### Instruction
Write out the records exactly, beginning at the line that contains "the white cloud" and stopping after the line that contains "[(139, 214)]".

### Task inputs

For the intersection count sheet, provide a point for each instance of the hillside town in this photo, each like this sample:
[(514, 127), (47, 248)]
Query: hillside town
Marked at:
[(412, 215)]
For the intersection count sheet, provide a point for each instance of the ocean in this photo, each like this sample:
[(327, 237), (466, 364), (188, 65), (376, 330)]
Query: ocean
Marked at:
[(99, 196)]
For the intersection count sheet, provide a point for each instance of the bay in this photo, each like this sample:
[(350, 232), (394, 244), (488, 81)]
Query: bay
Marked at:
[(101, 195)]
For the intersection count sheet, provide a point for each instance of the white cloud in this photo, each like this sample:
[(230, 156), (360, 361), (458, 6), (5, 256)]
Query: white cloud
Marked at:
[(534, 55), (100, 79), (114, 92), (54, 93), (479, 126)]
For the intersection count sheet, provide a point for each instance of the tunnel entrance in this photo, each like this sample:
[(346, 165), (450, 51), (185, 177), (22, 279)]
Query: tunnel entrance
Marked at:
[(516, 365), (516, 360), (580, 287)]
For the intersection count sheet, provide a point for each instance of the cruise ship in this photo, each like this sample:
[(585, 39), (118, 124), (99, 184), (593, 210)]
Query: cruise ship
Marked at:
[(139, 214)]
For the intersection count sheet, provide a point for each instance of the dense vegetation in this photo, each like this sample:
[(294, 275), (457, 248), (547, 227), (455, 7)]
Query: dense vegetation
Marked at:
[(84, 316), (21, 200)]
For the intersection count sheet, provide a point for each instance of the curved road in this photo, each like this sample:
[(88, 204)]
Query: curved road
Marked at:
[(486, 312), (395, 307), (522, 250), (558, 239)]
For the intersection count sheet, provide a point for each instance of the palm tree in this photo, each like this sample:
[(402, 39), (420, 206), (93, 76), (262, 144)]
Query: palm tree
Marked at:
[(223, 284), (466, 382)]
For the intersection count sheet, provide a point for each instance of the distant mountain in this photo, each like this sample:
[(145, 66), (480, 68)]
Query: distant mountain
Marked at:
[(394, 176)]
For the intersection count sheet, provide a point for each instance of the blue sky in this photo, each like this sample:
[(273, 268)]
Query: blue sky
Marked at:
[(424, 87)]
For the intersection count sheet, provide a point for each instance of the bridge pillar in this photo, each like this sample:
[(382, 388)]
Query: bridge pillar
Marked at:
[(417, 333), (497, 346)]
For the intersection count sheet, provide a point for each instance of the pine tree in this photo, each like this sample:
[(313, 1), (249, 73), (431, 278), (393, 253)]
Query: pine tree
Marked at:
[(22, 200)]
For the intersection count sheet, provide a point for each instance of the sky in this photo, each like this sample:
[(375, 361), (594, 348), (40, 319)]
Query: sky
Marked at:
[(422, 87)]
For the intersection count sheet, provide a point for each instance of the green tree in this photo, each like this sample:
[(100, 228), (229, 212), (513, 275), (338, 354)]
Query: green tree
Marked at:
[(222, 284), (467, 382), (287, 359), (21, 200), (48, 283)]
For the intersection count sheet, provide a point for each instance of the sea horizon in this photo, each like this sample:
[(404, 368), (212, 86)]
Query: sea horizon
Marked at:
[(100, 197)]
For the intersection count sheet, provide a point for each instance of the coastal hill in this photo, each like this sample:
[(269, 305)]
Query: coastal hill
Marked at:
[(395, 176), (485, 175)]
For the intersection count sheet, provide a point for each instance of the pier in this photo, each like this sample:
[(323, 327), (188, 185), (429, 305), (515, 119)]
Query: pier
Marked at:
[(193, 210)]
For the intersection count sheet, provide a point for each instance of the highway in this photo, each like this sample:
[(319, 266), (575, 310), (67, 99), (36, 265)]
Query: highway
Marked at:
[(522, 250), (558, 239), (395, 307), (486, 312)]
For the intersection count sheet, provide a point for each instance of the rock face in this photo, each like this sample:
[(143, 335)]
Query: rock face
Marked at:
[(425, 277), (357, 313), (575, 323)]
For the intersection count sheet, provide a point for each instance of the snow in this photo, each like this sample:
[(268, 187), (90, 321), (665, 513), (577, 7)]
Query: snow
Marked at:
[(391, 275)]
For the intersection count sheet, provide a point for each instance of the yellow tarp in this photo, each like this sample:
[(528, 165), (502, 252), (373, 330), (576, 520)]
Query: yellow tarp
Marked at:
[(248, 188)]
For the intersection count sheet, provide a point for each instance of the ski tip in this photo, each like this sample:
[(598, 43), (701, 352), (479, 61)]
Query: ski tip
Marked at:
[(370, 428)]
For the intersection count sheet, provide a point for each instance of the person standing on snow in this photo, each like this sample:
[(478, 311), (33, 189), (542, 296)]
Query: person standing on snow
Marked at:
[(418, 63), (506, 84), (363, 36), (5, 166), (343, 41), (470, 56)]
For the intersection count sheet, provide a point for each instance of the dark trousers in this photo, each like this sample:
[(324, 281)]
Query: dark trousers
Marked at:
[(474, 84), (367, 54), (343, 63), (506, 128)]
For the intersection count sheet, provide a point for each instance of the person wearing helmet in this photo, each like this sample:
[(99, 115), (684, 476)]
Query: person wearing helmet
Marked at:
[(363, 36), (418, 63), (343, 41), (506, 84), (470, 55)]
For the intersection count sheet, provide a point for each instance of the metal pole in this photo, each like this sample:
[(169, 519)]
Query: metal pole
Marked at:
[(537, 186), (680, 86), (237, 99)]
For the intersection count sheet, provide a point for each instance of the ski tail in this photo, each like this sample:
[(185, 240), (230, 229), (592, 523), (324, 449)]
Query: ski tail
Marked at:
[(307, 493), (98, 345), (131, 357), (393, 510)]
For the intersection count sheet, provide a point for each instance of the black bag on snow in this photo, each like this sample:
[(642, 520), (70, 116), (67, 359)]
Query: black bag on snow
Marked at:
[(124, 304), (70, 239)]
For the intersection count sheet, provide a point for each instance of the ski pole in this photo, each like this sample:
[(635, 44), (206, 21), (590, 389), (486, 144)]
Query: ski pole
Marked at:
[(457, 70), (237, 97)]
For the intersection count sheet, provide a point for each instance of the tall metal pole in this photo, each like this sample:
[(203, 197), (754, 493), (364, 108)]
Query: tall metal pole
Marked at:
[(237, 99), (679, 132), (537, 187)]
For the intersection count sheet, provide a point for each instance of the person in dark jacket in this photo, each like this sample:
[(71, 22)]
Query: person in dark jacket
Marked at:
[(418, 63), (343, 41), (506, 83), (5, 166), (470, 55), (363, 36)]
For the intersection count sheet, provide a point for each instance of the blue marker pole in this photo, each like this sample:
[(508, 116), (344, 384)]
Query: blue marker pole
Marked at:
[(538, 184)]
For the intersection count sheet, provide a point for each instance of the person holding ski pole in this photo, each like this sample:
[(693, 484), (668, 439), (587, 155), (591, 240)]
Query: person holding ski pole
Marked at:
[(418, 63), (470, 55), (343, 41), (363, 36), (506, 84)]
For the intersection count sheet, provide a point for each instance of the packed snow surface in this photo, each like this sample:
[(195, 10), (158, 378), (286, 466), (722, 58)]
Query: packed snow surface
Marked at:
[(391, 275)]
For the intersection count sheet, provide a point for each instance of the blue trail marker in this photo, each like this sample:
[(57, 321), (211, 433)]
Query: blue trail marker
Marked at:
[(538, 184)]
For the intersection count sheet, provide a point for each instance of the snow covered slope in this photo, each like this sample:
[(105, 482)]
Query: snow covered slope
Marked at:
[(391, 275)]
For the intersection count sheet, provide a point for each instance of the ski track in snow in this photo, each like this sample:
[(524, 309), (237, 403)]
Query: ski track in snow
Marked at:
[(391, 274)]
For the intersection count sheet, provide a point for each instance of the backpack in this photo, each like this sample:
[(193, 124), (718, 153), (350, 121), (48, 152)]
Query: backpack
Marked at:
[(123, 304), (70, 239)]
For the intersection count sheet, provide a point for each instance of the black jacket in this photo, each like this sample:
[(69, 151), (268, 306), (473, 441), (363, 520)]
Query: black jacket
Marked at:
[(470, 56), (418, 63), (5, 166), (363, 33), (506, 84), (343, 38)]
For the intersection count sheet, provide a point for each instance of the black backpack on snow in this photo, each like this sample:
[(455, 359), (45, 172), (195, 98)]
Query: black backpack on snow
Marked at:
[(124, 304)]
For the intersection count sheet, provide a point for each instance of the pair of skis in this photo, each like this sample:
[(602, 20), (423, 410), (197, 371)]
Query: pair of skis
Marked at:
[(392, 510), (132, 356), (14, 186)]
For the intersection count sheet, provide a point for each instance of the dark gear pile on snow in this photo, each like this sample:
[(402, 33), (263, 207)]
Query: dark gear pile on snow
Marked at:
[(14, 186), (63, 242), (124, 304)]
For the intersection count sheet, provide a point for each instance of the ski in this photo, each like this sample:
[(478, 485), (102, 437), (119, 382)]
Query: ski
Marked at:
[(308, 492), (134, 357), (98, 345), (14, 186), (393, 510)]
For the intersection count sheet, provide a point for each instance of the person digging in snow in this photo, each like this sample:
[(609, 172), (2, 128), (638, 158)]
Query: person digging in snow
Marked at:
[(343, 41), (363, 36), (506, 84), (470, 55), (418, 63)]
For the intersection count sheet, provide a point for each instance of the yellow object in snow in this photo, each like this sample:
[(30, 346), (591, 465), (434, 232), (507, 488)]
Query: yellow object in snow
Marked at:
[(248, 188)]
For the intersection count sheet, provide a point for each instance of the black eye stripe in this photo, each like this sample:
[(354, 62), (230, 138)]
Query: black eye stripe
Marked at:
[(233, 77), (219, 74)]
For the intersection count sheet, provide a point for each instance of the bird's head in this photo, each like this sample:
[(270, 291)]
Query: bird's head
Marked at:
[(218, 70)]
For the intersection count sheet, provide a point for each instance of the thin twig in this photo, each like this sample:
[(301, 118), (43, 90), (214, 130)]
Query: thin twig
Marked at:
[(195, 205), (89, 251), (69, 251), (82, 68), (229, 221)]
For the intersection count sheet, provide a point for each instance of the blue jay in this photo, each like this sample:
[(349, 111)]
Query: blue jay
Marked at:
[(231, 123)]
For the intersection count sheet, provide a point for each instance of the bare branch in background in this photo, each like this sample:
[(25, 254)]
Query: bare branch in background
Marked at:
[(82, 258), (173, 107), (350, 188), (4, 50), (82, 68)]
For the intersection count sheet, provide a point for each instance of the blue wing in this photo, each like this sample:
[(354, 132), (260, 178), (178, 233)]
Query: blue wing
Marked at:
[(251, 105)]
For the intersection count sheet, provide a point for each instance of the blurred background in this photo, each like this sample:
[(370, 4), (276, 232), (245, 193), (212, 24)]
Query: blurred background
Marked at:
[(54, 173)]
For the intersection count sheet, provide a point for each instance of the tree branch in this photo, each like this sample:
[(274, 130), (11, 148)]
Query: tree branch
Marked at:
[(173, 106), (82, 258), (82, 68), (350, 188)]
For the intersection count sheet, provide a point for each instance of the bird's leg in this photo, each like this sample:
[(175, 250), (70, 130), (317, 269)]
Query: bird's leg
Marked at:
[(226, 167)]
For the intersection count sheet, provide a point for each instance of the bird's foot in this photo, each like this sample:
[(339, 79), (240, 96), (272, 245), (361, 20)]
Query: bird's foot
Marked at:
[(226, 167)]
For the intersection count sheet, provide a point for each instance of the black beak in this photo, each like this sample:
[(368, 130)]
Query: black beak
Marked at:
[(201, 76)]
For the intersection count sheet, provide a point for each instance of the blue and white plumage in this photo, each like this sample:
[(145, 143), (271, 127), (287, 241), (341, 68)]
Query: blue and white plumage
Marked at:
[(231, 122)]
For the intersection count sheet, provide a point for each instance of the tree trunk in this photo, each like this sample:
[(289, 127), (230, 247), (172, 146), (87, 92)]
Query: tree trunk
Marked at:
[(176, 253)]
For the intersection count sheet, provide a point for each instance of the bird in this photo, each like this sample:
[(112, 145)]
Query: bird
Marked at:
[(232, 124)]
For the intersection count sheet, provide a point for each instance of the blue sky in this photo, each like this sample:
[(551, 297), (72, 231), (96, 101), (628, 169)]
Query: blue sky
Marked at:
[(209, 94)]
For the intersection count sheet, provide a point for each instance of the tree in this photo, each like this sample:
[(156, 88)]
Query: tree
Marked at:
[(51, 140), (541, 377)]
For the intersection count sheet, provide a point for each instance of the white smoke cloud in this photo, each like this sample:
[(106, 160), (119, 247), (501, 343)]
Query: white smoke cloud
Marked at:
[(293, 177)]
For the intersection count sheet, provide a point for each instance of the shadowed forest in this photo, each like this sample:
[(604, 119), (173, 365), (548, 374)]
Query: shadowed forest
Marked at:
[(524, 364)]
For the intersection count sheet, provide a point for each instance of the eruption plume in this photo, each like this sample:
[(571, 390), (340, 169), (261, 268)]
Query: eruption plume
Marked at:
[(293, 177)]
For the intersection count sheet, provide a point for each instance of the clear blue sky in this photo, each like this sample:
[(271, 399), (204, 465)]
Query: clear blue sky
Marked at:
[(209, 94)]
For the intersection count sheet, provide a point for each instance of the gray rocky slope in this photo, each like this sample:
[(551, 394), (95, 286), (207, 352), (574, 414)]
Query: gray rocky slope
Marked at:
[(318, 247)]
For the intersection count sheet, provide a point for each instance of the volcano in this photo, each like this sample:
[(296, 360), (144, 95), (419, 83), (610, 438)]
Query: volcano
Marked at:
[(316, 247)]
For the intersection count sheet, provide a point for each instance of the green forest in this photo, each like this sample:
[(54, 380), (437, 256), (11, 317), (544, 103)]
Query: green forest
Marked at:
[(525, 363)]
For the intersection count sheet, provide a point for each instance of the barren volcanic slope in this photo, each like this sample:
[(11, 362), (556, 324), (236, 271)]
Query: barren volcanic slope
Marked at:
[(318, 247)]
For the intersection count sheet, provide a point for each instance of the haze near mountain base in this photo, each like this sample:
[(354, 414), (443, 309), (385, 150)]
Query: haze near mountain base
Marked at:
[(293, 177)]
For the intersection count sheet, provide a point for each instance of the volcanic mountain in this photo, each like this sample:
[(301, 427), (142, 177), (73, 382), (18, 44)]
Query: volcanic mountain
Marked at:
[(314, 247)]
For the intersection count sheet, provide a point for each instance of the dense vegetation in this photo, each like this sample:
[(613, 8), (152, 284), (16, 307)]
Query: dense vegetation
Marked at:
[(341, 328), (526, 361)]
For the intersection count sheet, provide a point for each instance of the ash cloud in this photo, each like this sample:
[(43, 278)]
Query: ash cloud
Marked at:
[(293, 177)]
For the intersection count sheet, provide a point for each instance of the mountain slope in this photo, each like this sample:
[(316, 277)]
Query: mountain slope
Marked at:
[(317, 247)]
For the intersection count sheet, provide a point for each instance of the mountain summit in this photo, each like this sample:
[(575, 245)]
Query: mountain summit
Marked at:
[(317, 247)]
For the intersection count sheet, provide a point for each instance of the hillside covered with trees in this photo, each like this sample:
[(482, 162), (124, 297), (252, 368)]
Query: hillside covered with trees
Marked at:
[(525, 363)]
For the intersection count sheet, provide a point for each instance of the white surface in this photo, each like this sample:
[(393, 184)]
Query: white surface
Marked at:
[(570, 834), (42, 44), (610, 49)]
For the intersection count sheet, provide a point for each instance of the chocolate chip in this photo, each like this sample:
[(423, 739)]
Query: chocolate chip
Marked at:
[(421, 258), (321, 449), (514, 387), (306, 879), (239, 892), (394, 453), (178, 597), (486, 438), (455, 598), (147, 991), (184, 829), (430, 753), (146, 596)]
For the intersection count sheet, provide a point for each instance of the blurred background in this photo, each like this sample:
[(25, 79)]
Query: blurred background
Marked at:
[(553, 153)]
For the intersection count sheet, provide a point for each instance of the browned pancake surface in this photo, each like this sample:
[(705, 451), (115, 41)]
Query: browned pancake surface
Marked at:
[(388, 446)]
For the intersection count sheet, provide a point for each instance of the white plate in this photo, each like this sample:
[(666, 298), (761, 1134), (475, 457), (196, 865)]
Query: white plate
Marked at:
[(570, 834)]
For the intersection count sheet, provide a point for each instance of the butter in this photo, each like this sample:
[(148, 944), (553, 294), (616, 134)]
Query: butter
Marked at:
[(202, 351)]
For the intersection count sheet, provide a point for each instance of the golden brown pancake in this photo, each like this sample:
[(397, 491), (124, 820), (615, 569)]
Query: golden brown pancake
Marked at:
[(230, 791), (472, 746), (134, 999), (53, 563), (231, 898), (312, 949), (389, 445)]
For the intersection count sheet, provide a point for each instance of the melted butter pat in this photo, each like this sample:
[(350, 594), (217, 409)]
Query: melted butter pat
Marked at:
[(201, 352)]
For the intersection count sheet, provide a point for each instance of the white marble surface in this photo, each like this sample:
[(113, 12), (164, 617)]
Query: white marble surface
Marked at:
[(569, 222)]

### The completed task
For the intersection count sheet, provide a point for each instance of the white cloud in this photo, each like this sample:
[(230, 156), (360, 361), (458, 6), (5, 256)]
Query: white cloud
Marked at:
[(534, 55), (100, 79), (114, 92), (54, 93), (479, 126)]
For the intersection count sheet, provide a point for each instance of the tunnel entrance in this photo, each like this sample:
[(346, 165), (450, 51), (185, 177), (22, 279)]
Query: tunnel entrance
Marked at:
[(516, 365), (516, 360), (580, 287)]
For the intersection count sheet, provide a point for each instance of the cruise ship in this photo, each like this sample:
[(585, 39), (118, 124), (99, 184), (593, 210)]
Query: cruise ship
Marked at:
[(139, 214)]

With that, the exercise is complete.